**PROBLEMS**
**1.** Please condense the paragraph beginning "We are using models that allow for error" in the notes on mathematical and statistical models into one sentence that keeps its main facts.
**2.** Pick up the notes on mathematical and statistical models after their last line and continue them.

══ READING TEXT ══

Main | Jan 28, 2009 »

Jan 26, 2009


Mathematical and Statistical Models


Mathematical Models


-deterministic models, there is no error in a mathematical model

Statistical Model


-We are using models that allow for error and use probability
-Allow for other systematic components that in many cases are not included or were not measured.
-Allow for measurement error (especially in the social sciences)
-Allow for individual variation within the unit of analysis that we are analyzing.

Goals of Creating Statistical Models


1.Identify systematic components
2.Assess the model fit (looking at residuals [good model=smaller residuals])

How do we use statistical Models


Articulate Research Questions -> Outcome Variables, Focal (important) Predictors, Covariates (account or control for)
Postulate the statistical model (What is it going to look like?)
...fitting model to sample data
Determine if relationship is due to chance -> Does the model really work in the population or is it by chance?

Regression is all about relationships and associations


-Causality can be only determined through the design of the study not through analysis.
-Analysis discovers associations, correlations or covariation.
> burt <- read.table("burt.txtv", header = T)

> burt <- read.table("burt.txt", header = T)
> head(burt)
ID OwnIQ FostIQ
1 1 68 63
2 2 71 76
3 3 73 77
4 4 75 72
5 5 78 71
6 6 79 75
> attach(burt)
Always a good idea to begin an analysis with a decriptive analysis and plots.
> library(psych)

package 'psych' successfully unpacked and MD5 sums checked

> library(psych)
> describe(OwnIQ)
var n mean sd median trimmed mad min max range skew kurtosis se
1 1 53 97.36 14.69 96 97 14.83 68 131 63 0.24 -0.47 2.02
> describe(FostIQ)
var n mean sd median trimmed mad min max range skew kurtosis se
1 1 53 98.11 15.21 97 98.21 16.31 63 132 69 -0.02 -0.5 2.09
Remeber from 8261: Kernel Density Plot is better than a histogram.

═══
══ RECORDED INFORMATION ══

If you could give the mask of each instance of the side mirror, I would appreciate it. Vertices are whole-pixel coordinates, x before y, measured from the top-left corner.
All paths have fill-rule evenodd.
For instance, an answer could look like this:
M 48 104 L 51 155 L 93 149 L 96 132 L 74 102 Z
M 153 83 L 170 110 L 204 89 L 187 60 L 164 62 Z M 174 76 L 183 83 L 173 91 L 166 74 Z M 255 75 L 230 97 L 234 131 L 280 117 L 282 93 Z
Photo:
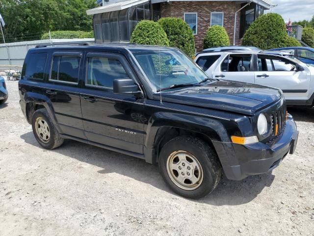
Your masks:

═══

**TASK-BY-TASK ANSWERS**
**1.** Statistical models use probability and allow for error, for systematic components that are often left out or unmeasured, for measurement error (especially in the social sciences), and for individual variation within the unit of analysis.

**2.**
-There are actually some better ways to plot now than using the base plot command: plot()
> library(lattice)
-the "lattice" library has a LOT of plot styles
A density plot in lattice is -> densityplot(variable,Kernel="e")
> densityplot(OwnIQ,Kernel="e")
-all of the "lattice" graphics functions allow you to enter a formula
> densityplot(~OwnIQ,data=burt,Kernel="e")
> densityplot(FostIQ,Kernel="e")
> densityplot(~FostIQ,data=burt,Kernel="e")
-in "lattice" library histogram ->histogram()
-in "lattice" library boxplot -> bwplot()
> bwplot(OwnIQ)
> histogram(OwnIQ)
> densityplot(OwnIQ,Kernel="e")
-in "lattice" scatter plot -> xyplot(formula, type="p")
-formla -> X~Y where X will be plotted on X axis and Y on the Y axis
> xyplot(FostIQ~OwnIQ,type="p")

Five things to look for in a scatter plot


1. What is the direction of the relaitionship?
2. What is the type of relationship? (Is it linear?)
3. What is the strength of the relationship? (Are the points close or far from the line?)
4. What is the magnitude of the relationship? (Line slope?)
5. Are there any unusual observations? (not necessarily outlier)
-In a deterministic realtionshp all data points are on the line, but there are different types of error in social science, so our plots start to look like clouds.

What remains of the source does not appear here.